Pendant la phase de démarrage qui dure jusqu’en 2000, KASA se concentre sur l’action humanitaire en essayant de comprendre la réalité arménienne et de cerner les besoins les plus criants. Elle soutient notamment l’internat n° 11 de Noubarashen pour enfants en difficulté par une aide matérielle mais surtout par un suivi affectif et psychologique des enfants. Cette aide continuera pendant 10 ans malgré le manque de coopération, voire l’hostilité, du directeur de l’internat.Entretemps, elle s’engage dans un deuxième volet humanitaire, le parrainage de familles, à Gumri, à la demande de la SPFA (Solidarité Protestante France-Arménie) qui était active dans cette ville dévastée par le tremblement de terre de 1988. Ces parrainages continuent à ce jour, mais sous la forme d’un accompagnement plus global.

En 1998, l’acquisition d’un appartement à Erevan, grâce au don généreux d’un couple âgé d’Arméniens de Bienne en voyage en Arménie avec KASA, permettra à l’association d’ouvrir son premier bureau en Arménie.

A partir de 2000, KASA se lance dans des projets de construction. « Un peu par hasard », dit Monique.  » Le 7 avril 1999 – la fête des mères en Arménie – nous sommes montés à Gogaran, à 3 km de l’épicentre du séisme. L’ école se tenait  dans un baraquement malsain, avec  des tables cassées, des bouquins bouffés par les rats, bref, l’horreur totale, mais les élèves s’étaient fait tout beaux pour fêter leurs mamans. Nous avons été frappés par le décalage entre la misère noire de ce village et ces gosses qui chantaient avec tout leur cœur et nous offraient des fleurs. Dario, très ému, a dit: « Je suis un enseignant comme vous, mais je vous promets qu’on refera votre école ». De retour en Suisse, il a organisé avec ses collègues du collège de Coppet une fête en faveur de KASA. Nous avons aussi commencé à récolter des fonds par d’autres actions ».

L’Ecole de Gogaran

A la même époque, grâce à une voyageuse, les Bondolfi sont introduits auprès de la fondation Armenianos : une rencontre cruciale pour KASA. Le financement pour la reconstruction de l’école de Gogaran est complété et les travaux peuvent commencer. « C’était notre premier chantier et nous l’avons réalisé avec beaucoup de cœur et d’enthousiasme en dépit de problèmes de tous ordres, matériels, interculturels, etc… L’école a été inaugurée en octobre 2002 et cela nous a valu la confiance d’Armenianos, qui a cofinancé une quarantaine de projets de construction à hauteur de CHF 7 millions. C’est grâce à Armenianos que KASA est devenue ce qu’elle est » résume Monique.

En 2001, KASA est inscrite comme fondation en Arménie sous le nom de KASA FHS (Fondation Humanitaire Suisse) pour pouvoir bénéficier de l’exemption humanitaire de 20%, tandis qu’en Suisse elle garde son statut  d’association.

* * * * * * *

- ÉNONCÉ 1:
Réécrivez le texte sur KASA en commençant par « En 1998, l’acquisition » et en poursuivant jusqu'à « bureau en Arménie. », en changeant « Erevan » en « Yerevan ».
- ÉNONCÉ 2:
Répondez aux questions suivantes à partir du texte sur KASA.
(a) En quel mois et en quelle année l'école de Gogaran a-t-elle été inaugurée ?
(b) Sous quel nom KASA est-elle inscrite comme fondation en Arménie en 2001 ?
(c) À quelle distance de l'épicentre du séisme se trouve Gogaran ?

- DONNÉES FOURNIES:
* * * * * * *

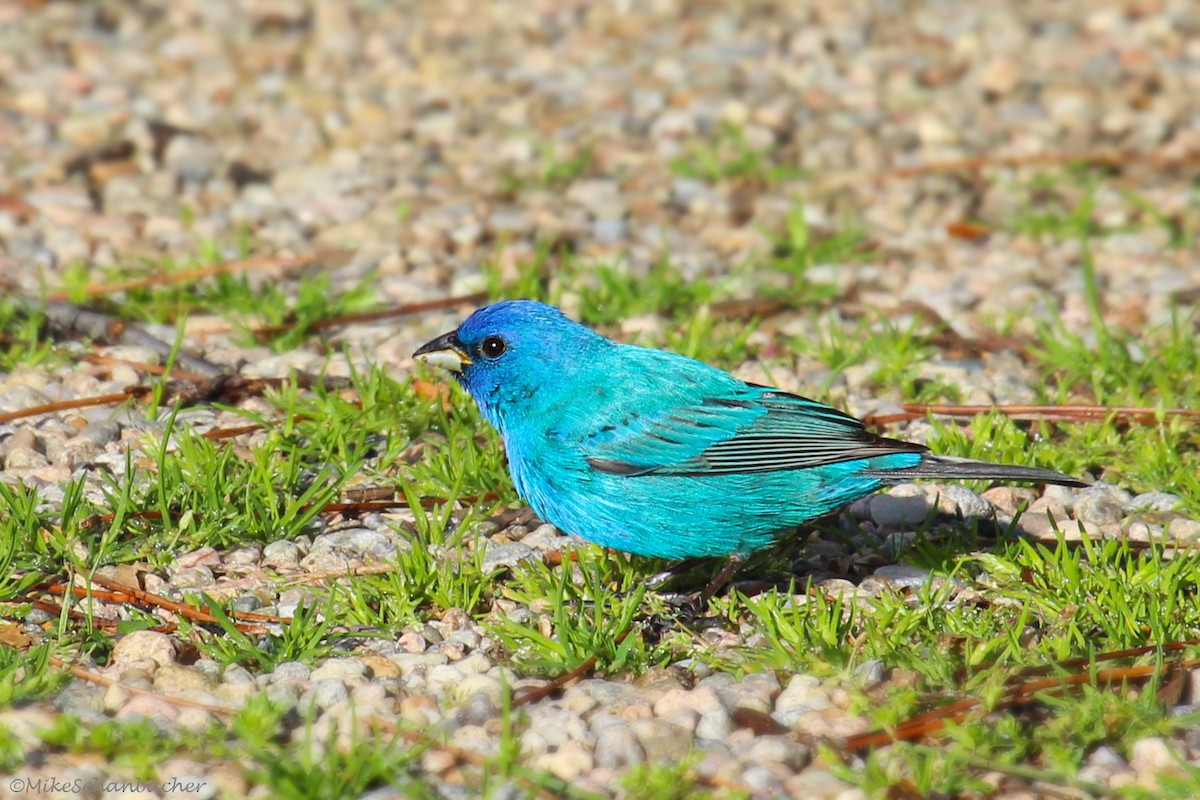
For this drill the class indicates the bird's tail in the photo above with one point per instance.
(969, 469)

* * * * * * *

- RÉPONSE ATTENDUE 1:
En 1998, l’acquisition d’un appartement à Yerevan, grâce au don généreux d’un couple âgé d’Arméniens de Bienne en voyage en Arménie avec KASA, permettra à l’association d’ouvrir son premier bureau en Arménie.

- RÉPONSE ATTENDUE 2:
(a) En octobre 2002.
(b) Sous le nom de KASA FHS (Fondation Humanitaire Suisse).
(c) À 3 km.